What you should do. Write out every one of the records below word for word, leaving out the pictures.

----------

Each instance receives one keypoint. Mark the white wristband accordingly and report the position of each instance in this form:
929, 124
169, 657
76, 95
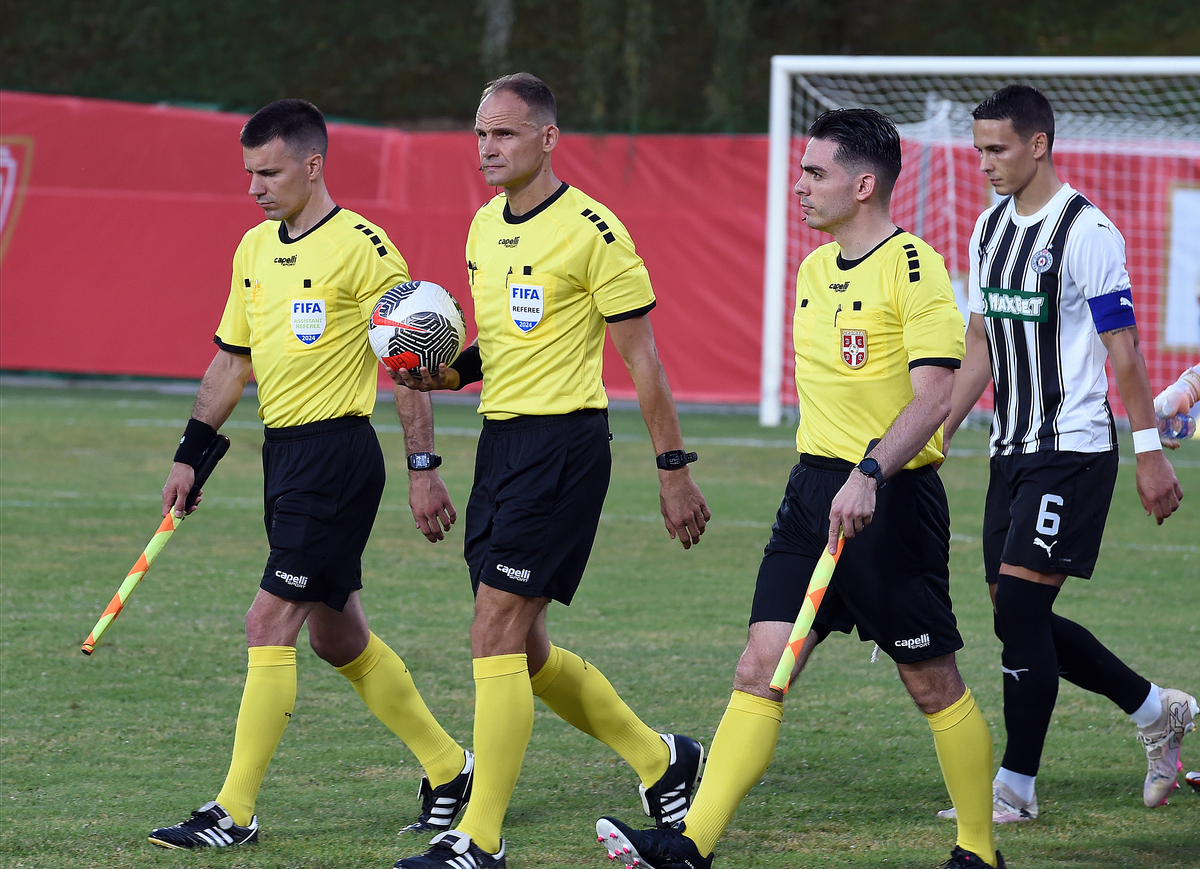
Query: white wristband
1146, 441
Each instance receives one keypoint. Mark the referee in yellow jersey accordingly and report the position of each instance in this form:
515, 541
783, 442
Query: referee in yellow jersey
551, 270
877, 341
304, 285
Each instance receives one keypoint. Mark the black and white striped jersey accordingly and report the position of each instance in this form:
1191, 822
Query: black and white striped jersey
1047, 285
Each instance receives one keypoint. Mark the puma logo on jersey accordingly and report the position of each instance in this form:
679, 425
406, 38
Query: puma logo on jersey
1043, 544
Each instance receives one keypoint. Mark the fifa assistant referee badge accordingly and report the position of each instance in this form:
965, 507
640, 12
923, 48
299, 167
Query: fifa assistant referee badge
869, 467
673, 460
424, 461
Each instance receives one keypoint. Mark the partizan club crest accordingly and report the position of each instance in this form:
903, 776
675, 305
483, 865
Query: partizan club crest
1042, 262
853, 347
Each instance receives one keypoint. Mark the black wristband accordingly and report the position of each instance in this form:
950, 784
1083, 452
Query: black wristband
197, 438
469, 366
424, 461
673, 460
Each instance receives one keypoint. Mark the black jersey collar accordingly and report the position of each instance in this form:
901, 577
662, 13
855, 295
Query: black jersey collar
509, 217
847, 264
287, 240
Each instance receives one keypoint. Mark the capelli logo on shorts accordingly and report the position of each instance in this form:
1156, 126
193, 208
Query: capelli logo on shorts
514, 574
297, 581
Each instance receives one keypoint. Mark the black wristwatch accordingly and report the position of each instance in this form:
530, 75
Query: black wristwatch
871, 468
673, 460
424, 461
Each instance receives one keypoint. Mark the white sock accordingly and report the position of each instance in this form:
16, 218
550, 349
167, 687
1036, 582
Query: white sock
1020, 785
1150, 709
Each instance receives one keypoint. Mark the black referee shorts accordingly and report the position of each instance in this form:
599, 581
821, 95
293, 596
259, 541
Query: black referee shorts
534, 508
323, 483
893, 579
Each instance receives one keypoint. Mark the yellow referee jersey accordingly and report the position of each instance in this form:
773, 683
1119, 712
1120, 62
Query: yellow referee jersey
861, 325
300, 309
544, 285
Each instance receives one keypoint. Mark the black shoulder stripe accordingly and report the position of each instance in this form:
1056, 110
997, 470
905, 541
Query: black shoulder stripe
231, 348
601, 227
373, 238
937, 361
989, 227
630, 315
913, 263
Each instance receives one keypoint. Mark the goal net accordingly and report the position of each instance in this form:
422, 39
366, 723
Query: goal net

----------

The solution.
Each instance receives one keypoint. Mark the white wristband accordingly and report the position of each instance in this form:
929, 124
169, 657
76, 95
Query: white wristband
1146, 441
Each instance receives one keypoint. Mark the referee in yellow jersey accordingly and report the position of each instance in this form:
515, 541
783, 442
Query: referee in yellow jersey
551, 270
877, 341
304, 285
Each instance receives one keypoint. Mark the black and white striped jersey accordingly and report the position of each instance in this form:
1191, 822
Query: black and white striped jersey
1047, 285
Each instance receives one keypoint. Mark the puma logo on jersey accordingly and report the position of each instance in this form:
679, 425
406, 38
Query: puma logo on jersey
1043, 544
Each instance receives one keypoint. Mark the fifa assistant referee badge accordingly and report the position of each instance in this form:
965, 507
640, 12
923, 48
299, 167
Query: fifa assistant referee badge
869, 467
673, 460
424, 461
Each instance receives one keypoint. Mark the partizan club crest accordingly and report the position of each instance in this form:
903, 776
675, 305
483, 865
Query: partizan club crest
1042, 262
853, 347
Each instance receives one keypoint. Mark the black wristband accordingly and report the position of each instance in this form:
950, 784
1083, 452
Query: black wristband
197, 438
469, 366
424, 461
673, 460
Each instance receives one keypoint. Mark the black jersey collar accordingly and report the position of each instance in this form:
901, 577
662, 13
855, 295
Query: black jersey collar
509, 217
847, 264
287, 240
Each instance receives one keypoint. Mark the capelli logo on shorts accordingly and report the position of each instance in this form:
1156, 126
193, 208
Query: capelli logo on shorts
514, 574
297, 581
Each instance receives one keypoint. Mark the black wristwatch accordingly and report the position of each instance in this form:
530, 75
Query: black wristwatch
871, 468
673, 460
424, 461
Each instance receives one keypoint. Mark the white sock accordingly and report the position of each instance in this form:
16, 218
550, 349
167, 687
1036, 582
Query: white sock
1020, 785
1150, 709
Each instance receives one keypoint. Mark the black referee shorts accordingly and report the position of each instance in this form:
599, 581
821, 95
293, 596
259, 541
Query: black referee shorts
534, 508
323, 483
893, 579
Each instance receives one keypoint. Mark the yellow referee jersey accordingly and report the position of each instance in this form:
773, 683
1119, 712
1120, 62
Query: yellow referee jersey
861, 325
300, 309
544, 285
Each instance receives one keypoint. Mark the black shoulder stripe accordingly and report the position of each instance in this form:
1056, 110
997, 470
905, 541
Query: black shoulder stripe
231, 348
601, 227
373, 238
937, 361
989, 227
630, 315
913, 263
Each instance receives one keypoint. Mark the goal net accordingly and report the position of each instance in this form:
422, 39
366, 723
Query: goal net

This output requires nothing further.